- _ФРАГМЕНТ ДОКУМЕНТА_
----
В Бохум, в Советский Союз! - Караван
  • $ 498.55
  • 524.28
-3 °C
Алматы
2024 Год
26 Ноября
  • A
  • A
  • A
  • A
  • A
  • A
В Бохум, в Советский Союз!

В Бохум, в Советский Союз!

Если бы вдруг ученые изобрели машину Времени, не знаю, кто как, а я бы "дернула" не в будущее.

  • 8 Ноября 2005
  • 1337
Фото - Caravan.kz

Я бы отправилась в прошлое — в Советский Союз, лет так на двадцать назад. Купила бы в продмаге кефир в бутылке и понесла б его домой в темно-синей сеточке — как Коля Герасимов. Или нет: пожалуй, я бы купила в том магазине банку березового сока. Трехлитровую. Помните?
Если у вас от этих воспоминаний тоже рот расплывается в ностальгической улыбке, то я подолью масла в огонь: я видела такой магазин, в Германии, в Бохуме.
Там живут русские немцы. Мало того — казахстанские. Из Талды-Кургана. Целая диаспора.
Первые из них уехали давно: лет четырнадцать назад, и живут уже обустроенной жизнью — в квартирах со всеми удобствами. Правда, не своих — снимают. Жилье в Германии стоит запредельные деньги, причем не только для эмигрантов, но и для самих немцев.
----
- _СПИСОК ЗАДАЧ_
a – Из какого города родом казахстанские русские немцы, живущие в Бохуме, по словам текста о русских немцах в Бохуме?
b – Перечислите все названия стран и городов, которые автор упоминает в тексте о русских немцах в Бохуме, начиная с фразы «Если бы вдруг ученые изобрели машину Времени».
c – Напишите продолжение текста о русских немцах в Бохуме, начав сразу после его последнего предложения.
Записи никак не связаны с приведенным текстом.
----
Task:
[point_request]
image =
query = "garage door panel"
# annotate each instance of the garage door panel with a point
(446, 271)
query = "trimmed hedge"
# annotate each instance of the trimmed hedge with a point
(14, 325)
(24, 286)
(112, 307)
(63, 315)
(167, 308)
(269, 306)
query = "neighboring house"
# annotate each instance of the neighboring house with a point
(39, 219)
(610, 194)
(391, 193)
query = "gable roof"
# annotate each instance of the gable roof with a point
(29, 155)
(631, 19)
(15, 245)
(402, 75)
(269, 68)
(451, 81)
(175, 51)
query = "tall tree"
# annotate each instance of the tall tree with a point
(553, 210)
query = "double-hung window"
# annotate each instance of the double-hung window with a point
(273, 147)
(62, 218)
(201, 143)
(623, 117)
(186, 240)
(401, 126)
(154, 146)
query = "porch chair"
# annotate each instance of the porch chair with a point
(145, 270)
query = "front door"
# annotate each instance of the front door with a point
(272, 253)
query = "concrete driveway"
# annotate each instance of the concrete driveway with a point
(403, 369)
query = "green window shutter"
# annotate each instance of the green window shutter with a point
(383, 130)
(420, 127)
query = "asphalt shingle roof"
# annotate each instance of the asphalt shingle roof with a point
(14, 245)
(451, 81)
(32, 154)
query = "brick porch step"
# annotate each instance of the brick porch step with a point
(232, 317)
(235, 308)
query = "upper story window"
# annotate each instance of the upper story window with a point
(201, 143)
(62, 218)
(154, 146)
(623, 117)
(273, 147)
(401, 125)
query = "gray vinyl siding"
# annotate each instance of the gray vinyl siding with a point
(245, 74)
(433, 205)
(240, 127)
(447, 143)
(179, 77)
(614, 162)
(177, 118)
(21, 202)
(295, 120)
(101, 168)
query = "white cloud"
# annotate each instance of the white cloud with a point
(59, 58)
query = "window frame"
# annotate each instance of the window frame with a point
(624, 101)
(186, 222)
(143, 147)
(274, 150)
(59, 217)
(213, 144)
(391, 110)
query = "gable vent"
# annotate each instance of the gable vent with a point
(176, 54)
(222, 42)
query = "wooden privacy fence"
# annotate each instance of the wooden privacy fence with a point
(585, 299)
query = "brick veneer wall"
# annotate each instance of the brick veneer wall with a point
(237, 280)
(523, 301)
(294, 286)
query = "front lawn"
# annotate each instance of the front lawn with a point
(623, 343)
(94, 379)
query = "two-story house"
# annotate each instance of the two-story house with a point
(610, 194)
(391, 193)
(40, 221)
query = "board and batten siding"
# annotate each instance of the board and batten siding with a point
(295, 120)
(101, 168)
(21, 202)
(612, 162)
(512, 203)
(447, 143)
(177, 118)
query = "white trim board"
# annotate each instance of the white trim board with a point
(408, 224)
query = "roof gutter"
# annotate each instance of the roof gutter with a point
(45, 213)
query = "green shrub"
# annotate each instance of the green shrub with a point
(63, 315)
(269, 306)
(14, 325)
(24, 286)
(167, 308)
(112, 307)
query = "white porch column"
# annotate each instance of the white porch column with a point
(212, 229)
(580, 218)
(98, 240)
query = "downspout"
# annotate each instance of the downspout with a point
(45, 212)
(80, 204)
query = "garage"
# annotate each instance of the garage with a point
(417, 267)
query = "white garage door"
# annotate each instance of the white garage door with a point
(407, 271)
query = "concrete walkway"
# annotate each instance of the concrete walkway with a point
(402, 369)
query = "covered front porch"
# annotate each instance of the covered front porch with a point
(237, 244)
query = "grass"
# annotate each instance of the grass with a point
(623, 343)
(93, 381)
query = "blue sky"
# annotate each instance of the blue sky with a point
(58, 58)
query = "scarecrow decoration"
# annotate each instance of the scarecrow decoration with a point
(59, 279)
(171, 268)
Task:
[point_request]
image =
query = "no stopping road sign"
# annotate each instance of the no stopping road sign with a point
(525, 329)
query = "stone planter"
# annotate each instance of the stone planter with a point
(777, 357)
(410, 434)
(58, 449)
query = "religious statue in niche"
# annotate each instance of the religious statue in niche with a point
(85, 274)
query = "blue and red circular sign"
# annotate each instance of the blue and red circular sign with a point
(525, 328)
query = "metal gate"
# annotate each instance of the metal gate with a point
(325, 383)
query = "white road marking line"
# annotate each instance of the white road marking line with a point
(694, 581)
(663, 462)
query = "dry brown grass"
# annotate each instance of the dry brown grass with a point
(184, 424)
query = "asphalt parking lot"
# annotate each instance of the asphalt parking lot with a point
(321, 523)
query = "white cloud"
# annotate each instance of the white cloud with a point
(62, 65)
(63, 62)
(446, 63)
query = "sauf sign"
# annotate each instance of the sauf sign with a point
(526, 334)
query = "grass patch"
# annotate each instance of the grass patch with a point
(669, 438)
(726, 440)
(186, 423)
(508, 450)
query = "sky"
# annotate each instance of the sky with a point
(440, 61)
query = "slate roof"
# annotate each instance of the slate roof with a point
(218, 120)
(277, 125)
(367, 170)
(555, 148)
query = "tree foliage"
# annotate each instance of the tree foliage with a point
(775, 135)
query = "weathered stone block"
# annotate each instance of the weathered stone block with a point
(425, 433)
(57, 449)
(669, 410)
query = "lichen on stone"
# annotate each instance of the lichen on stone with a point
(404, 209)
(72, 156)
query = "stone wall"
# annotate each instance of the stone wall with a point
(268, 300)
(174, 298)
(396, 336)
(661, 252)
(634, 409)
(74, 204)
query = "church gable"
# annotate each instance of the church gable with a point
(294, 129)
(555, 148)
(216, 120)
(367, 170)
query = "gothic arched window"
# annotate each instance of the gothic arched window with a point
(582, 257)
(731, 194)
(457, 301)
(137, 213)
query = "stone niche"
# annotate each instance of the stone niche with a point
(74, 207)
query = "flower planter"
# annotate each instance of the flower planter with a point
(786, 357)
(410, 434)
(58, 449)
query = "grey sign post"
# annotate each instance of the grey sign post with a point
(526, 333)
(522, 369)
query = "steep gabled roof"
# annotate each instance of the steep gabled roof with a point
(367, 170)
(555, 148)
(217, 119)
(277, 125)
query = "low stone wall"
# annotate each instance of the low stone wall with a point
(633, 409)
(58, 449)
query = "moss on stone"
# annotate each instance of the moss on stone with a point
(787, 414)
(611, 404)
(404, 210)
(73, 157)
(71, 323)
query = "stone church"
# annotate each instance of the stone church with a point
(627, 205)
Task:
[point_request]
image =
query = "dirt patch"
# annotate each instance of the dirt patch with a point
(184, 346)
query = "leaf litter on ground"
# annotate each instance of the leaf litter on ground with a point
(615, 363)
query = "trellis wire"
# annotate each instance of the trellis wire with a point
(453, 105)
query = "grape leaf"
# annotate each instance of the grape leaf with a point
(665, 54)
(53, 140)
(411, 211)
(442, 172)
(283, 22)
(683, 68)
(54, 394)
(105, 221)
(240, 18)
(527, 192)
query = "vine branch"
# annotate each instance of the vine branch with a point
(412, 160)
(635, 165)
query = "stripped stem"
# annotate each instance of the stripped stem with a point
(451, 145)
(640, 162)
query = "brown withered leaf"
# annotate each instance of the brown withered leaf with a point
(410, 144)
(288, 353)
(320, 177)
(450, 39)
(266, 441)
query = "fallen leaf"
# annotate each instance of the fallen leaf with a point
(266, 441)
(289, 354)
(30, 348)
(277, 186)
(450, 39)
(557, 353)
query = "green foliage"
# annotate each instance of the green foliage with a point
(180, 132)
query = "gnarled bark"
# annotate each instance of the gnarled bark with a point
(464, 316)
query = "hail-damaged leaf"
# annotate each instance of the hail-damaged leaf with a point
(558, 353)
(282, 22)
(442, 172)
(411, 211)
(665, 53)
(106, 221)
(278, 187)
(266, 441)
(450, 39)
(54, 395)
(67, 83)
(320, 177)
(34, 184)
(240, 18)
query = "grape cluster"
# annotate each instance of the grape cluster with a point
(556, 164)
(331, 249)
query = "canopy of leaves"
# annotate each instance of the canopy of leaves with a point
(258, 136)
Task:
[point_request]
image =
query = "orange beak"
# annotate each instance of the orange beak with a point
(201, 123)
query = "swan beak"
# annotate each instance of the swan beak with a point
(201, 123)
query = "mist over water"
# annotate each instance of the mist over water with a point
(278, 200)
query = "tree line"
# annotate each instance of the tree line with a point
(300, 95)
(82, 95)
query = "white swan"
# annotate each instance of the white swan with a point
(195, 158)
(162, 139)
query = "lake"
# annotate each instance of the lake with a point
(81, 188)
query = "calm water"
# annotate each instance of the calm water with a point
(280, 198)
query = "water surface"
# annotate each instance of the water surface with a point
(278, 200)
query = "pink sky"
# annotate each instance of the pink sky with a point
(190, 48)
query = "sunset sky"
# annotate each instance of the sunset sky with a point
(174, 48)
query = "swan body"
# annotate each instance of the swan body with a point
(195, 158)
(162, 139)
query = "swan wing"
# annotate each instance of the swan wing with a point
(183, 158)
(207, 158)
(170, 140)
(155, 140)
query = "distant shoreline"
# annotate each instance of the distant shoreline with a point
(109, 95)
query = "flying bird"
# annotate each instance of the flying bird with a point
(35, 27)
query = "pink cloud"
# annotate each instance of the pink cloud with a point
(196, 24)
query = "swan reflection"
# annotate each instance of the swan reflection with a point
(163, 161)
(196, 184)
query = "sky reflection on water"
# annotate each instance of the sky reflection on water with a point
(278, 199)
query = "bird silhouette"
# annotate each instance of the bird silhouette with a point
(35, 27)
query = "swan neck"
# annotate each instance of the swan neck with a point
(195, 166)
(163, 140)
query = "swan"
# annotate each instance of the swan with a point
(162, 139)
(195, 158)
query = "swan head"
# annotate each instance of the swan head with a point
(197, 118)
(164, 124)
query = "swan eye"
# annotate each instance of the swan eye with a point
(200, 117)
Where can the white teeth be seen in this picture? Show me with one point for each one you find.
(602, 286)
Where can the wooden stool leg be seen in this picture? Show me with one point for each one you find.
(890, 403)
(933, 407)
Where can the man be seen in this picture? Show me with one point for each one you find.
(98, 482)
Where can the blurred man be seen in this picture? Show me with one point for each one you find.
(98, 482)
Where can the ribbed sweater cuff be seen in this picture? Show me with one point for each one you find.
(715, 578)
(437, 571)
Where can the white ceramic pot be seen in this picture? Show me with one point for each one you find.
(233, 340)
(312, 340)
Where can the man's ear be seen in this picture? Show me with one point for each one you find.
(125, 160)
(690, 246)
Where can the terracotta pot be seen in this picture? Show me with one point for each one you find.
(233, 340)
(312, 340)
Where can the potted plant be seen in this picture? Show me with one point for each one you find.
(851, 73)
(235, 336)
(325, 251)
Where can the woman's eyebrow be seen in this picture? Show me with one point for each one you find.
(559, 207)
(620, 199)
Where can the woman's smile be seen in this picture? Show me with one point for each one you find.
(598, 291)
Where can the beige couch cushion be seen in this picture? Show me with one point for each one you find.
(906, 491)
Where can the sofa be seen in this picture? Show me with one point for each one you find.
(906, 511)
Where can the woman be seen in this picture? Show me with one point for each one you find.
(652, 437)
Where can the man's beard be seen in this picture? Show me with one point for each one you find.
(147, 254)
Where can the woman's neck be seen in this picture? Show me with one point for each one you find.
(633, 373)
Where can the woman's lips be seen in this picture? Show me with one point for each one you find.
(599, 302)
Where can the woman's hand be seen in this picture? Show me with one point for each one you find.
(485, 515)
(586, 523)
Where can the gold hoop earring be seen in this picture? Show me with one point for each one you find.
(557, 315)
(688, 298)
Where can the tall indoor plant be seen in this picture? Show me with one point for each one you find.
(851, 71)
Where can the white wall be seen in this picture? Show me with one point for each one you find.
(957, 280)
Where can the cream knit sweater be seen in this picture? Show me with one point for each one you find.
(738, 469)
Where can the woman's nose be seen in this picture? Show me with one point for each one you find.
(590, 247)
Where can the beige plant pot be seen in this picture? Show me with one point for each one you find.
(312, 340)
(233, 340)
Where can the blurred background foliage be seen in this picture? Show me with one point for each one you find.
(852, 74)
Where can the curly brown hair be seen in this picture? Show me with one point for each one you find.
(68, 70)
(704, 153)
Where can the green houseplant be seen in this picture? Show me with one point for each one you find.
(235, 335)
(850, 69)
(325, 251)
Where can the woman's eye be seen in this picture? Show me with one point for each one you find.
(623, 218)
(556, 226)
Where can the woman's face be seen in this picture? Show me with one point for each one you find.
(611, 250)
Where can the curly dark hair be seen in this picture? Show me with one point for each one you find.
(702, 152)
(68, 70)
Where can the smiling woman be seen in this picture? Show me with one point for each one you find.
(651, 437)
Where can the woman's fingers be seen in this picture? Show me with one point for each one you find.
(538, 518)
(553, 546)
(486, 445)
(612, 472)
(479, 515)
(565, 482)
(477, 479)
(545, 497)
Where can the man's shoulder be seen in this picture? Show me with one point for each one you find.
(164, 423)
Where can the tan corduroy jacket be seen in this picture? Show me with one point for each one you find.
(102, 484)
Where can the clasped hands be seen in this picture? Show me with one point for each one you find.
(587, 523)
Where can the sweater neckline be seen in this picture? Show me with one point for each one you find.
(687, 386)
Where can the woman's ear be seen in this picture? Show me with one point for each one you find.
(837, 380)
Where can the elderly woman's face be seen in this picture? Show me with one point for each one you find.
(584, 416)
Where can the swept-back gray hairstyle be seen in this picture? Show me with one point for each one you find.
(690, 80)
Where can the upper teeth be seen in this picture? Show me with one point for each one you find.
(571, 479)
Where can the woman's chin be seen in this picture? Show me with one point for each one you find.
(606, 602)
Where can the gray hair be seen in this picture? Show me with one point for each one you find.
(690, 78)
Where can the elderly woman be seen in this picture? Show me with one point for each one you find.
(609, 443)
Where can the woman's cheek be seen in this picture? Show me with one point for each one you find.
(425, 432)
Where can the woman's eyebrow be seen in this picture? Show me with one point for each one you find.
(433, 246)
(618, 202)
----
- _ОТВЕТЫ К УПРАЖНЕНИЮ_
a – Из Талды-Кургана.

b – Советский Союз, Германия, Бохум, Талды-Курган.

c –
Семья Виктора Миллера уехала в Германию 14 лет назад, и этим летом впервые приехала на родину — погостить. 50-летний Миллер вертел головой из стороны в сторону, пока добирался из аэропорта, и без конца спрашивал: «А это что? А это?». Алма-Ату было не узнать, равно как и Талды-Курган. По приезду он узнал о футбольном матче, который должен был состояться вскоре (играл, разумеется, «Кайрат»), и, как бывший спортсмен, пошел и купил два билета — себе и жене. Последний раз вживую наблюдал любимых игроков больше десяти лет назад. Весь матч радовался и болел так, как не болел ни за кого и никогда. Возвращался домой в Германию с радостным чувством выполненного долга перед родиной.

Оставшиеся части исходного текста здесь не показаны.